- **Requirement 1**: Print the stretch of the GPU computing article from "What's new is" through "smoke, and liquid.", keeping every word unchanged.
- **Requirement 2**: Pick up the article on GPU computing after its final sentence and keep writing it.

- **Source text**:

What exactly is GPU computing and what does and doesn't use it?
As we saw back in December in Eyeon's informative video, GPU computing is a very powerful technique that, during the last year or two, has begun to break out of a niche. The original application of graphics cards was, obviously, video games. 3D rendering software such as Max and Lightwave have been using games-oriented graphics hardware to produce approximate previews of the scene for some time. More recently, the world's most popular operating system learned how to draw its user interface using more features on the graphics card, saving the CPU from spending its valuable time working out which window is on top.
What's new is the application of graphics processing units to calculations which are not, at least directly, graphics-related. Projects such as Folding@Home have used GPUs for simulation in medical research, and in the last couple of versions, some postproduction software has begun to apply the same technology to rendering effects. Even video games have followed the curve, and now commonly do physics simulation for both rigid objects and soft bodies, smoke, and liquid.
While this is all good, but it could be better.
To understand why, it's probably worth recapping how modern GPUs work and what they're therefore capable of doing.

- **The data**:
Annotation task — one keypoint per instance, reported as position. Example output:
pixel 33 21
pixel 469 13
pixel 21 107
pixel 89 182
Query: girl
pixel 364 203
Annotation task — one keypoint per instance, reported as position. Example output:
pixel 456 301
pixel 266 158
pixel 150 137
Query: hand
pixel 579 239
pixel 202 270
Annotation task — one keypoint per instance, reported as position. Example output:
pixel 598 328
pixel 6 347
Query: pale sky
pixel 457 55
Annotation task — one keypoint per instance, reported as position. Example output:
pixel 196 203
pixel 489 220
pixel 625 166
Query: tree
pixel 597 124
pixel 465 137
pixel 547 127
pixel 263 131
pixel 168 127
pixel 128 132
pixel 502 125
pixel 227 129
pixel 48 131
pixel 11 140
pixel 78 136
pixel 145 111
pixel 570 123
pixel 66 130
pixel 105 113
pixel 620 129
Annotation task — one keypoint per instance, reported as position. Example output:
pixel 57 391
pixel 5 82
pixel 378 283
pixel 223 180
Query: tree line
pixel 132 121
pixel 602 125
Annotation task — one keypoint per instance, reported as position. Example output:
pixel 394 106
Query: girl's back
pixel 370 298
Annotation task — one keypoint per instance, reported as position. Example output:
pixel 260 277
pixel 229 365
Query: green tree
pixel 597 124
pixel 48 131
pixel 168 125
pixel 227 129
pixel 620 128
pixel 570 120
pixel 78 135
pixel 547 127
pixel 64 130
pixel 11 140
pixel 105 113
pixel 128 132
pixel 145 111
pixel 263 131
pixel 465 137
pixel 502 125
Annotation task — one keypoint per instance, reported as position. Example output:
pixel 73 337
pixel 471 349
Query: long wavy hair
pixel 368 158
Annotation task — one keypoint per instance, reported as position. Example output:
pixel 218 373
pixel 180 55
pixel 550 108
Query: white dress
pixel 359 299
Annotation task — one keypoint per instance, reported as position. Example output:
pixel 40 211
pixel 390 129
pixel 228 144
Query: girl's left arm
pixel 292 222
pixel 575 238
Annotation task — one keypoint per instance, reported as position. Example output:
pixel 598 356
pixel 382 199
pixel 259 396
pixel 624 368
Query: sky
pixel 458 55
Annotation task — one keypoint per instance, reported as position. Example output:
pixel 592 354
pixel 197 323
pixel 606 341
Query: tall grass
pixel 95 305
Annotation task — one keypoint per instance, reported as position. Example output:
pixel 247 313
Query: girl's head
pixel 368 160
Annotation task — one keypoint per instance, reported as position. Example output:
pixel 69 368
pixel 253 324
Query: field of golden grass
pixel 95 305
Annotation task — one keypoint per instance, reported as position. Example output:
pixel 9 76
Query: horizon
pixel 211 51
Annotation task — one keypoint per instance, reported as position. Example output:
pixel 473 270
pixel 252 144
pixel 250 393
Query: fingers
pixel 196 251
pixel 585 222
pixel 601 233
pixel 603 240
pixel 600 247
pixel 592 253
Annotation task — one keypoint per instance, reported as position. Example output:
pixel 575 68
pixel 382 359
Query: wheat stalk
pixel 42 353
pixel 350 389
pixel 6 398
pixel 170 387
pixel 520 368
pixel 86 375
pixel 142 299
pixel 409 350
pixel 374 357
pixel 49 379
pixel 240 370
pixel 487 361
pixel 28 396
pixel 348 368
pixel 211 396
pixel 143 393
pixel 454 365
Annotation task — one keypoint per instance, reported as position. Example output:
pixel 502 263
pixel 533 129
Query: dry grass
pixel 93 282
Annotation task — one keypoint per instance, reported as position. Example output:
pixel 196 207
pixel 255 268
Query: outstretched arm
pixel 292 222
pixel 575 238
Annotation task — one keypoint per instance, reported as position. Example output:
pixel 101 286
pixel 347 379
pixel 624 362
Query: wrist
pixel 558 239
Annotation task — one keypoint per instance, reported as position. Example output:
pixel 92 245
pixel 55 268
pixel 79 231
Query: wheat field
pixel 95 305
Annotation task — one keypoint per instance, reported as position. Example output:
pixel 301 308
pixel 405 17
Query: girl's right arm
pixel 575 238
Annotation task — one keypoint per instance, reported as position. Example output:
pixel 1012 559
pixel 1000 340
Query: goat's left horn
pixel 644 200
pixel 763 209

- **Exercise response 1**:
What's new is the application of graphics processing units to calculations which are not, at least directly, graphics-related. Projects such as Folding@Home have used GPUs for simulation in medical research, and in the last couple of versions, some postproduction software has begun to apply the same technology to rendering effects. Even video games have followed the curve, and now commonly do physics simulation for both rigid objects and soft bodies, smoke, and liquid.

- **Exercise response 2**:
Doing a large number of things at once
The fundamental principle at work is parallel computing, the concept of doing a large number of things at once. Computing has traditionally been focussed on doing one – or sometimes four or eight – complicated tasks at once, as quickly as possible. GPUs take the opposite approach, simplifying each processing core to the point where a single graphics card can have literally hundreds of them, and even if a GPU isn't generally clocked as quickly as a CPU, the performance advantage can be huge. The limitation is generally that all of these processing cores must work on the same data, which frequently means chunks of an image, although as we've seen with Folding, other things can be done too. Tasks which lend themselves to this sort of repetitive, parallel approach are extremely common in image processing and compositing and, notwithstanding ARM's apparent dedication to more cores in their CPUs, it's becoming increasingly obvious when a particular application is making a CPU do work that's better done on a more parallel architecture.